[Records from a dataset]
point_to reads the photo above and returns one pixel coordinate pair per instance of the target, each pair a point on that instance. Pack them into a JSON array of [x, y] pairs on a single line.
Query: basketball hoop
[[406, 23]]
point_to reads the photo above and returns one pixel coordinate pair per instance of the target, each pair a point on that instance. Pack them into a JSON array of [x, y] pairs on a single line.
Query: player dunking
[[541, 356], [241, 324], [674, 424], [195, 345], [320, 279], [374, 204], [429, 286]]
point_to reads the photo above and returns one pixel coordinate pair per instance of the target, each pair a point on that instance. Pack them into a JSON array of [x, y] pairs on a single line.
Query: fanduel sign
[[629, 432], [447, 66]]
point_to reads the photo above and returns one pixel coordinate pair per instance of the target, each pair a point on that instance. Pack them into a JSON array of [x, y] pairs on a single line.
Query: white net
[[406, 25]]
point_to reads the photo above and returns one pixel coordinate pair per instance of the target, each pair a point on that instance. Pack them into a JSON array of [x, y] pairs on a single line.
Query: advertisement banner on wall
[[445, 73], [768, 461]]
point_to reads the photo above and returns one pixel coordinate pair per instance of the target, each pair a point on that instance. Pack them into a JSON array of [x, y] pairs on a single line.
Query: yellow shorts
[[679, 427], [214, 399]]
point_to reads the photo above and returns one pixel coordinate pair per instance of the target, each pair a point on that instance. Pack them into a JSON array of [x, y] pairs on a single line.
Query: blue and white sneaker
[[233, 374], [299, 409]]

* **EXERCISE PROMPT**: The entries need to be set down again in full, with no word changed.

* **EXERCISE OUTPUT**:
point_to reads the photo above and returns one pixel coordinate pair per instance of the target, each pair a point on that instance. Pack them into a JSON array of [x, y] pairs on a single line.
Query: basketball hoop
[[406, 23]]
point_to reads the photo above and returns one pixel coordinate pair per instance of the target, each pair a point on that instance. Pack them into a JSON array of [x, y] pairs on a single line.
Query: player dunking
[[541, 356], [241, 324], [674, 424], [195, 345], [320, 279], [374, 204], [429, 286]]
point_to reads the photo above and returns one pixel coordinate pair per instance of the target, each pair a point on that instance. Pack them into a JSON array of [x, y] pairs on a single line.
Query: fanduel sign
[[629, 432], [447, 66]]
point_to reads the photo above and returns one pixel coordinate pair per instance of the target, each pair a point on that instance. Pack them into a JSON array of [x, y] pairs on a single line.
Query: white net
[[406, 25]]
point_to reads the photo above and returns one pixel coordinate pair per instance of the target, each pair a point on that instance. Pack them into a JSON array of [x, y] pairs on a single line.
Query: advertisement banner on wall
[[445, 73], [768, 461]]
point_to reads the photo above and returns one pixel coordinate pair per instance of the target, each pair a point on that instance. Pack them into a JSON array of [x, y] pairs on a single line.
Query: yellow shorts
[[679, 427], [214, 399]]
point_to reads the photo above and returns one pixel coordinate pair per instance of the target, each pair a point on that instance. Pack them into a JSON array of [x, y] pairs on a single line.
Query: blue and white sneaker
[[233, 374], [299, 409]]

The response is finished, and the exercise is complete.